→ **GIVEN PROBLEM**: Return the data below verbatim, leaving out the pictures.

→ **DATASET RECORDS**:

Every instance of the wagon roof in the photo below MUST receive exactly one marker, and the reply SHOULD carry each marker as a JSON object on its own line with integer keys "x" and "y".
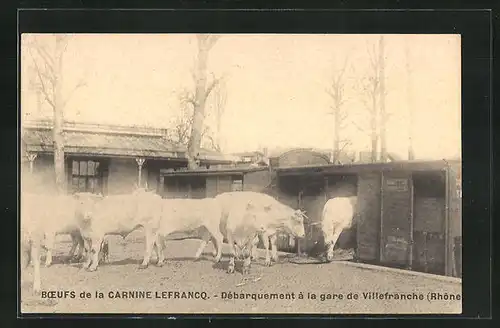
{"x": 414, "y": 165}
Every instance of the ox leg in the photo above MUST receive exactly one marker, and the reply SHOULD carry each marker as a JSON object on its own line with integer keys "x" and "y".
{"x": 35, "y": 255}
{"x": 230, "y": 266}
{"x": 330, "y": 242}
{"x": 49, "y": 244}
{"x": 246, "y": 263}
{"x": 150, "y": 240}
{"x": 88, "y": 249}
{"x": 160, "y": 246}
{"x": 255, "y": 252}
{"x": 81, "y": 247}
{"x": 95, "y": 248}
{"x": 74, "y": 245}
{"x": 265, "y": 240}
{"x": 217, "y": 239}
{"x": 204, "y": 241}
{"x": 274, "y": 250}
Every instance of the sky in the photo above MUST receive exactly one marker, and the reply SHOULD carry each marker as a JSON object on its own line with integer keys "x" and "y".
{"x": 275, "y": 86}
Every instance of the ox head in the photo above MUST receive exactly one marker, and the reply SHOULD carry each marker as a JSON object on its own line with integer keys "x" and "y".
{"x": 295, "y": 224}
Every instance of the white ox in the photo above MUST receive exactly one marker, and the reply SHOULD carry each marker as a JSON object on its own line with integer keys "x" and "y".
{"x": 247, "y": 215}
{"x": 188, "y": 215}
{"x": 58, "y": 215}
{"x": 337, "y": 215}
{"x": 31, "y": 238}
{"x": 121, "y": 215}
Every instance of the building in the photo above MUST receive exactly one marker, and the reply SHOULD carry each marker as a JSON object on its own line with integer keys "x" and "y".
{"x": 109, "y": 159}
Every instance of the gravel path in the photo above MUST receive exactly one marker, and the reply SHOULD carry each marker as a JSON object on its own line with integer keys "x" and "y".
{"x": 331, "y": 284}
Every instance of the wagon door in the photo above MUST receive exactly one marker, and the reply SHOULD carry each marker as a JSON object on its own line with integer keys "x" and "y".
{"x": 368, "y": 230}
{"x": 396, "y": 218}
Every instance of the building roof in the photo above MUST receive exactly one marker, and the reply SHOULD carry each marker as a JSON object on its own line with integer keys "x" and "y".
{"x": 112, "y": 141}
{"x": 249, "y": 154}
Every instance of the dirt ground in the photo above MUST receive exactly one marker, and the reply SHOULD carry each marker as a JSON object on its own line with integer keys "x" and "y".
{"x": 328, "y": 282}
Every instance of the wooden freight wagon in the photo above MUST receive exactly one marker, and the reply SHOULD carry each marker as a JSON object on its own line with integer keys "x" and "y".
{"x": 408, "y": 213}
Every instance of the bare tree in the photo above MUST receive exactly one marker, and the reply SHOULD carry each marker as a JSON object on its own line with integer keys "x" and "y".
{"x": 219, "y": 99}
{"x": 49, "y": 81}
{"x": 336, "y": 93}
{"x": 369, "y": 87}
{"x": 383, "y": 114}
{"x": 180, "y": 130}
{"x": 409, "y": 91}
{"x": 372, "y": 88}
{"x": 202, "y": 91}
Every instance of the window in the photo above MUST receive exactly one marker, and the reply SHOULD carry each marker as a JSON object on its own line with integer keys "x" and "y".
{"x": 86, "y": 176}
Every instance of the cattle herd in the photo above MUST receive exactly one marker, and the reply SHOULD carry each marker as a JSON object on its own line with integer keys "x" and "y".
{"x": 242, "y": 218}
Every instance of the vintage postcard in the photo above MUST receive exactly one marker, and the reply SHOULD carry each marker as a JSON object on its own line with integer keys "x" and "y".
{"x": 241, "y": 173}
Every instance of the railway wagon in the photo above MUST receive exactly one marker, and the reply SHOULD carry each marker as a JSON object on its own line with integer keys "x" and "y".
{"x": 408, "y": 213}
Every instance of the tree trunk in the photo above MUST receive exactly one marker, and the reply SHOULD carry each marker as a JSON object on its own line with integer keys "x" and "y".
{"x": 58, "y": 132}
{"x": 336, "y": 141}
{"x": 199, "y": 107}
{"x": 411, "y": 152}
{"x": 383, "y": 116}
{"x": 373, "y": 124}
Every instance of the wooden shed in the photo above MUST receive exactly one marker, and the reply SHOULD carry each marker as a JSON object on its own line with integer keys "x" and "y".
{"x": 409, "y": 213}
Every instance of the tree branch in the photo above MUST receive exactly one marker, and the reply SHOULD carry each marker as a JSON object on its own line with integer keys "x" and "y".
{"x": 79, "y": 85}
{"x": 213, "y": 84}
{"x": 43, "y": 89}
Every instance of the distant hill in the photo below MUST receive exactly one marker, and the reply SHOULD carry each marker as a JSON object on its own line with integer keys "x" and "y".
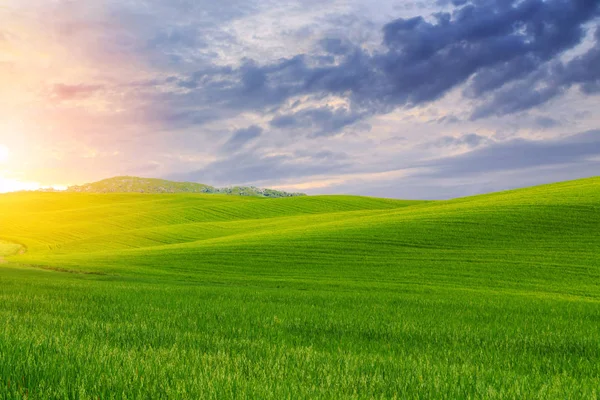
{"x": 131, "y": 184}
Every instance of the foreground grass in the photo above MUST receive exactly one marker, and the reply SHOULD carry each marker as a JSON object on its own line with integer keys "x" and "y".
{"x": 207, "y": 297}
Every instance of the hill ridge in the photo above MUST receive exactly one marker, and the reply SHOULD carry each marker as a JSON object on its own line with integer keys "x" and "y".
{"x": 133, "y": 184}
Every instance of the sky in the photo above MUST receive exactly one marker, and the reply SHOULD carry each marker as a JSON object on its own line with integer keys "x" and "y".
{"x": 405, "y": 99}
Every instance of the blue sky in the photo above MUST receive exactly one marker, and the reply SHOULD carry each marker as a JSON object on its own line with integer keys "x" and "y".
{"x": 412, "y": 99}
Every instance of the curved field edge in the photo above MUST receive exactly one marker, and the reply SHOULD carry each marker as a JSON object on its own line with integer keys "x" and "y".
{"x": 492, "y": 297}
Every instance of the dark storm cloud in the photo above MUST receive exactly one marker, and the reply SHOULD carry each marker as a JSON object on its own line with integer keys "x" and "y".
{"x": 250, "y": 167}
{"x": 505, "y": 51}
{"x": 519, "y": 154}
{"x": 546, "y": 122}
{"x": 320, "y": 121}
{"x": 471, "y": 140}
{"x": 241, "y": 137}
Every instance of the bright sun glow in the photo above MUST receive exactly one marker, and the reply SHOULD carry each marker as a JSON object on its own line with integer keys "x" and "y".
{"x": 4, "y": 153}
{"x": 13, "y": 185}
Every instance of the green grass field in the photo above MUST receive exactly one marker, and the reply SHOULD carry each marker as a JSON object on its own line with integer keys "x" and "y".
{"x": 206, "y": 296}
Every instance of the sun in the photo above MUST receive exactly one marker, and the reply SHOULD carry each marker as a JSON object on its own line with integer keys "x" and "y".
{"x": 4, "y": 153}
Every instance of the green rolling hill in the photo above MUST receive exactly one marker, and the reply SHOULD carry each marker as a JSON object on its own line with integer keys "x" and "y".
{"x": 213, "y": 296}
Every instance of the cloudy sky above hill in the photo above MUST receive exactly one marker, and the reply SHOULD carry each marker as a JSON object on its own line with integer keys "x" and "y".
{"x": 413, "y": 99}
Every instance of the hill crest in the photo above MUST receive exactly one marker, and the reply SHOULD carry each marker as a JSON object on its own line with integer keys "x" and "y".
{"x": 132, "y": 184}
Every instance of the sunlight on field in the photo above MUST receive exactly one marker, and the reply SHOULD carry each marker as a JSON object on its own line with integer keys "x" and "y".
{"x": 14, "y": 185}
{"x": 4, "y": 153}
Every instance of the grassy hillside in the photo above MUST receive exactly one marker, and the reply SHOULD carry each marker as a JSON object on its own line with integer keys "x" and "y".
{"x": 190, "y": 295}
{"x": 132, "y": 184}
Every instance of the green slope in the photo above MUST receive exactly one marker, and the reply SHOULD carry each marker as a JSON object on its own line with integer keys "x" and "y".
{"x": 493, "y": 296}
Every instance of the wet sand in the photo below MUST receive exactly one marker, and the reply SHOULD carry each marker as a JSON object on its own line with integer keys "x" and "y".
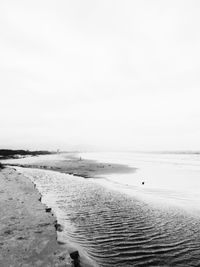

→ **EXPECTED ANSWER**:
Every instance of the wagon roof in the photo below MUST receive exactly one marker, and the reply SHOULD carry each marker as a JSON object on its own line with integer keys "x" and "y".
{"x": 414, "y": 165}
Every instance of the ox leg in the photo above MUST receive exactly one marker, and the reply SHOULD carry each marker as a JSON object on its own line with integer keys "x" and "y".
{"x": 35, "y": 255}
{"x": 230, "y": 266}
{"x": 330, "y": 242}
{"x": 49, "y": 244}
{"x": 246, "y": 263}
{"x": 150, "y": 240}
{"x": 88, "y": 249}
{"x": 160, "y": 246}
{"x": 255, "y": 252}
{"x": 81, "y": 247}
{"x": 95, "y": 248}
{"x": 74, "y": 245}
{"x": 265, "y": 240}
{"x": 217, "y": 239}
{"x": 204, "y": 241}
{"x": 274, "y": 250}
Every instance of the sky in the photo above MUST receive exactly one marker, and the reply SHOULD carry each marker as a JSON object on its own line with integer keys "x" and "y".
{"x": 275, "y": 86}
Every instance of the ox head in the photo above MUST receive exactly one marker, and the reply SHOULD carry each marker as a JSON object on its own line with integer keys "x" and "y".
{"x": 295, "y": 224}
Every instance of the white ox in the photo above MUST receive exactly one marker, and the reply SHOULD carry each marker as a JSON object on its own line with integer keys "x" and "y".
{"x": 247, "y": 215}
{"x": 188, "y": 215}
{"x": 58, "y": 215}
{"x": 337, "y": 215}
{"x": 31, "y": 238}
{"x": 121, "y": 215}
Every instance of the building in the photo above MUST receive exactly one marker, and the reply SHOULD carry each marker as a JSON object on its own line with integer keys "x" and "y".
{"x": 109, "y": 159}
Every instance of the gravel path in the photo above MUST receive exactly one marker, and the reply SHOULD carry each marker as a JSON object on its own line with integer keys "x" and "y".
{"x": 331, "y": 284}
Every instance of the wagon door in the photo above MUST receive exactly one marker, and the reply SHOULD carry each marker as a JSON object on its own line with integer keys "x" and "y".
{"x": 368, "y": 230}
{"x": 396, "y": 218}
Every instance of the building roof in the photo above MUST receive exactly one marker, and the reply SHOULD carry each marker as a JSON object on its own line with integer keys "x" and "y".
{"x": 112, "y": 141}
{"x": 249, "y": 154}
Every instance of the dirt ground in the photo above MUST receive exactly one marker, and the reply SHOULD carry each marker as a JSON object on its own line with integer keys "x" and "y".
{"x": 328, "y": 282}
Every instance of the wooden freight wagon in the photo above MUST receive exactly one marker, and the reply SHOULD carry each marker as a JSON object on its own line with integer keys "x" and "y".
{"x": 408, "y": 213}
Every instance of the bare tree in the photo above MUST receive exactly one marker, and the reply SHOULD carry each marker as a JSON object on its own line with integer keys "x" and "y".
{"x": 219, "y": 99}
{"x": 49, "y": 81}
{"x": 336, "y": 93}
{"x": 369, "y": 87}
{"x": 383, "y": 114}
{"x": 180, "y": 130}
{"x": 409, "y": 91}
{"x": 372, "y": 88}
{"x": 202, "y": 91}
Every instance of the window in the photo above MUST receive exactly one marker, and the reply SHOULD carry each marker as a JSON object on its own line with integer keys "x" and "y".
{"x": 86, "y": 176}
Every instance of the cattle herd in the photo above MUST receive exactly one marker, and the reply SHOULD carry each marker as a JSON object on its own line with integer keys "x" and "y".
{"x": 242, "y": 218}
Every instance of the vintage postcard in the photo above MUST receive exactly one marker, and the reply SHOULD carry each marker as a JSON object on its own line with integer keys "x" and "y".
{"x": 241, "y": 173}
Every instance of the railway wagon in the photo above MUST receive exactly one marker, and the reply SHOULD carry each marker as a JSON object on its own line with integer keys "x" and "y".
{"x": 408, "y": 213}
Every instance of the tree trunk in the photo above MUST receive exactly one marker, and the reply SHOULD carry each marker as a JSON object on its own line with integer keys "x" and "y".
{"x": 58, "y": 132}
{"x": 336, "y": 141}
{"x": 199, "y": 107}
{"x": 411, "y": 152}
{"x": 383, "y": 116}
{"x": 373, "y": 124}
Every instance of the wooden shed in the photo above MUST receive exactly one marker, and the reply SHOULD carry each marker as a JSON object on its own line with integer keys "x" and "y".
{"x": 409, "y": 213}
Every instance of the tree branch in the photo above MUST receive exactly one marker, and the reply SHOULD carry each marker as a JSON object on its own line with integer keys "x" and "y".
{"x": 79, "y": 85}
{"x": 213, "y": 84}
{"x": 43, "y": 89}
Every instance of the distant hill in the photo below MUST receive exactly one marker, and the reply SHOULD carry each marker as a JSON object on its own line with integer keys "x" and "y".
{"x": 131, "y": 184}
Every instance of the foreground grass in the photo above MUST receive exactly one marker, and the reply SHOULD carry each marker as a JSON object on its own line with integer keys "x" and "y".
{"x": 207, "y": 297}
Every instance of the hill ridge in the photo above MUST receive exactly one marker, and the reply SHOULD carry each marker as a JSON object on its own line with integer keys "x" and "y".
{"x": 133, "y": 184}
Every instance of the sky in the photo above MUST receive exactly one marker, and the reply SHOULD carry each marker as a JSON object on its own line with integer keys "x" and "y".
{"x": 405, "y": 99}
Every instance of the blue sky in the photo above MUST receive exactly one marker, and the reply SHOULD carry each marker as a JSON object on its own line with integer keys "x" and "y".
{"x": 412, "y": 99}
Every instance of the curved field edge in the photo above MUST receive exactly one marker, and the reply SHOULD carry each marker as a JSON object on its own line with integer keys "x" and "y".
{"x": 492, "y": 297}
Every instance of the dark storm cloud in the photo above MUST receive exactly one marker, and the reply SHOULD carry each marker as a JSON object on its own line with integer keys "x" and "y".
{"x": 250, "y": 167}
{"x": 505, "y": 51}
{"x": 519, "y": 154}
{"x": 546, "y": 122}
{"x": 320, "y": 121}
{"x": 471, "y": 140}
{"x": 241, "y": 137}
Every instance of the bright sun glow in the photo above MUST receive exactly one marker, and the reply SHOULD carry each marker as a JSON object on its own line with integer keys "x" and "y".
{"x": 4, "y": 153}
{"x": 13, "y": 185}
Every instance of the green grass field in the photo above MUST receive exactly one marker, and the reply SHOULD carry each marker as a JSON object on its own line with integer keys "x" and "y".
{"x": 206, "y": 296}
Every instance of the sun in the photo above MUST receive exactly one marker, and the reply SHOULD carry each marker as a JSON object on its own line with integer keys "x" and "y".
{"x": 4, "y": 153}
Every instance of the green rolling hill in the photo above MUST receive exactly one marker, and the reply SHOULD carry each marker as a JSON object on its own line with integer keys "x" and "y".
{"x": 213, "y": 296}
Every instance of the cloudy sky above hill in the photo above MUST receive exactly one marker, and the reply SHOULD carry each marker as a JSON object on its own line with integer keys "x" and "y".
{"x": 413, "y": 99}
Every instance of the hill crest in the photo above MUST receive exactly one marker, and the reply SHOULD carry each marker as a JSON object on its own line with integer keys "x" and "y".
{"x": 132, "y": 184}
Every instance of the sunlight on field in the photo above MUST receive exactly one marker, and the reply SHOULD carry each marker as a JSON object on its own line with integer keys "x" and "y".
{"x": 14, "y": 185}
{"x": 4, "y": 153}
Every instance of the grassy hillside in the photo above MUST receive exactly one marker, and the reply SHOULD carry each marker as a JSON object on its own line with integer keys "x" and "y".
{"x": 190, "y": 295}
{"x": 132, "y": 184}
Every instance of the green slope in the photo above MUST receive exactly one marker, and the reply SHOULD carry each marker as a JSON object on its own line with integer keys "x" and "y".
{"x": 493, "y": 296}
Every instance of the wet sand in the photo below MUST receive exactly one marker, and the reply SHOULD carry each marker as a JSON object on its own line with integer keys "x" and "y".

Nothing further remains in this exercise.